--- TASKS TO PERFORM ---
1. In the text on anxiety medication, which medication is the writer's psychiatrist currently prescribing?
2. List every action the text on anxiety medication says the writer sometimes does during anxiety attacks.
3. From the text on anxiety medication, copy the passage from "So, these days" up to and including "a good idea.".

--- DOCUMENT SEGMENT ---
== Segment start ==

In the last eight weeks my life has been turned upside down and even though we are doing everything to turn our lives right side up all those things I thought I had control of – I no longer have control over. My life has exceeded my medication and my coping skills to deal with anxiety attacks that vary in severity. Heart racing, blood pumping, crawl out of your skin, feel like I might drop dead panic attacks have become a part of my life once again. I sometimes cry hysterically and vomit. I scratch at my skin and pull at my hair. It is the worse kind of feeling.
So, these days I am on some major medication to control these panic attacks and to keep the anxiety at a minimum. I started off with Klonopin. Let me say this stuff will knock you clear on your ass but you will not have to worry about having anxiety or panic attacks on it. It is quick acting and stays in your system a good bit. At first I took it as prescribed but being a zombie doesn’t exactly fit into my lifestyle, so then I took as needed or half doses. Besides it breaking your give a damn it is also highly addictive. So they do not want you taking it long term. Evidently the dosage I was on to start with was to prevent what some thought would be the inevitable nervous breakdown I would have. I guess it worked because I have not had to be committed, though there were a few days it sounded like a good idea.
The psychiatrist now has me on Ativan. I wish it worked like Klonopin but it is just not as effective for me, but it does the trick and keeps me from having major meltdowns. I do sleep better on Ativan and it also breaks my give a damn when those anxiety filled moments happen. It takes a longer time to work if you begin to have a panic attack but if you take the maximum dose your psychiatrist allows you will forget that it took a long time to work due to its amnesia like qualities. On Ativan you may also have some great sex you don’t remember and also be this really cool, funny mom that acts all a fool and the kids who are aware of your medication taking will say “Mom we think you need your meds” when they notice any inkling of tension in the house. Ativan is also addictive but not as addictive as Klonopin and I can take it for a longer period of time so it seems like a good choice for now.

== Segment end ==

--- DATA ---
== Segment start ==

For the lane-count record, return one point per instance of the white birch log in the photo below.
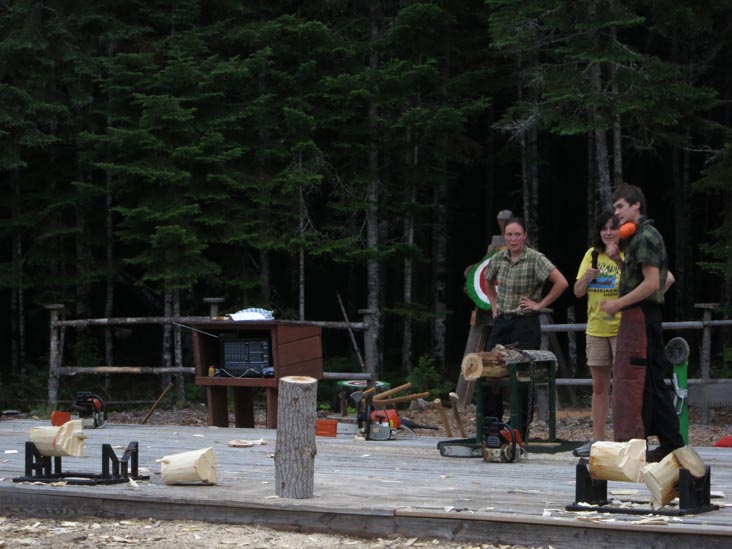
(295, 448)
(491, 364)
(662, 478)
(189, 467)
(690, 460)
(622, 461)
(63, 440)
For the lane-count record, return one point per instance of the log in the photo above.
(491, 364)
(63, 440)
(295, 448)
(189, 467)
(622, 461)
(662, 478)
(690, 460)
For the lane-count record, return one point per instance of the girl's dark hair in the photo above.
(600, 222)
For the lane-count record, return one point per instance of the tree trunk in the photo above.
(410, 199)
(109, 289)
(439, 267)
(17, 295)
(301, 249)
(373, 270)
(295, 448)
(683, 245)
(167, 358)
(178, 350)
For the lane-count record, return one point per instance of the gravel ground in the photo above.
(92, 532)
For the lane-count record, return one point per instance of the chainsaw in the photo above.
(501, 442)
(90, 408)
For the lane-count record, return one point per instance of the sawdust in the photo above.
(93, 532)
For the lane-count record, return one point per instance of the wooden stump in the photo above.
(295, 448)
(491, 364)
(187, 467)
(64, 440)
(662, 478)
(621, 461)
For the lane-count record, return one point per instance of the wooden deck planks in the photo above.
(364, 488)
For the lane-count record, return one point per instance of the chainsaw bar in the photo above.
(462, 447)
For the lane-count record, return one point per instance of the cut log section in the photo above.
(295, 448)
(622, 461)
(189, 467)
(662, 478)
(491, 364)
(64, 440)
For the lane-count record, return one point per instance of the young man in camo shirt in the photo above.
(642, 404)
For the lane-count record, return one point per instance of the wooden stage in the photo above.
(390, 488)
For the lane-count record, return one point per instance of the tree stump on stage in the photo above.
(295, 446)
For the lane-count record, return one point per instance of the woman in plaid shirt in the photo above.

== Segment end ==

--- SOLUTIONS TO EACH TASK ---
1. Ativan.

2.
- Cries hysterically
- Vomits
- Scratches at their skin
- Pulls at their hair

3.
So, these days I am on some major medication to control these panic attacks and to keep the anxiety at a minimum. I started off with Klonopin. Let me say this stuff will knock you clear on your ass but you will not have to worry about having anxiety or panic attacks on it. It is quick acting and stays in your system a good bit. At first I took it as prescribed but being a zombie doesn’t exactly fit into my lifestyle, so then I took as needed or half doses. Besides it breaking your give a damn it is also highly addictive. So they do not want you taking it long term. Evidently the dosage I was on to start with was to prevent what some thought would be the inevitable nervous breakdown I would have. I guess it worked because I have not had to be committed, though there were a few days it sounded like a good idea.